## Bloc de texte
★ ★ ★ ★ ★ ★ ★

Sans l’heureuse visite des bons Carolins, notre traversée eût été la plus douloureuse de cette longue campagne. Plusieurs de nos meilleurs matelots ont suivi notre ami Labiche dans les flots océaniques, et beaucoup d’autres, couchés sur les cadres, attendaient dans les tiraillements horribles qui les tordaient que leur tour arrivât. Aussi Marchais jurait à peine, Vial ne donnait plus de leçons d’escrime dans la batterie silencieuse, et Petit, presque toujours au chevet de l’agonisant, cherchait encore à le ranimer par ses contes si tristement naïfs.

Enfin une voix crie : « Terre ! » Ce sont les Mariannes, les îles des Larrons, soit ; mais on trouve là, du moins, si nous en croyons les navigateurs, de belles et suaves forêts, au travers desquelles l’air glisse pur et rafraîchissant ; il y a là des eaux limpides et calmes, de l’espérance, presque du bonheur. Voyez sur le navire comme les fronts se dérident, comme les bouches sourient, comme les paroles s’échappent moins graves. Dans la batterie ouverte au souffle de terre, les malades cherchent d’un œil faible les montagnes à l’horizon, et la corvette, poussée par une forte brise, s’élance majestueusement vers la principale île de cet archipel.

★ ★ ★ ★ ★ ★ ★

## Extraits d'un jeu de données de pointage
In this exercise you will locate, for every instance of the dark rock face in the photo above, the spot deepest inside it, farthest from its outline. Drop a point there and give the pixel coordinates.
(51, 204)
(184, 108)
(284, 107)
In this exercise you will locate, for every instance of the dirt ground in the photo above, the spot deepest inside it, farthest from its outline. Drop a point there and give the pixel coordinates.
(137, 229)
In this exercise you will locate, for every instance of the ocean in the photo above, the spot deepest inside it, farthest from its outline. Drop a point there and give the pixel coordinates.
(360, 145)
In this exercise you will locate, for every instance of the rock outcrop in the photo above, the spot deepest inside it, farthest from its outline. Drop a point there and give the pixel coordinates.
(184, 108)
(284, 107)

★ ★ ★ ★ ★ ★ ★

## Objectifs
**a.** Dans le récit de traversée, qui ne donnait plus de leçons d'escrime dans la batterie silencieuse ?
**b.** Traduisez en anglais cette phrase du récit de traversée : « Voyez sur le navire comme les fronts se dérident, comme les bouches sourient, comme les paroles s'échappent moins graves. »
Les données ci-dessus forment un matériau indépendant du texte.

## Réponses proposées
**a.** Vial.

**b.** See on the ship how brows unfurrow, how mouths smile, how words slip out less solemnly.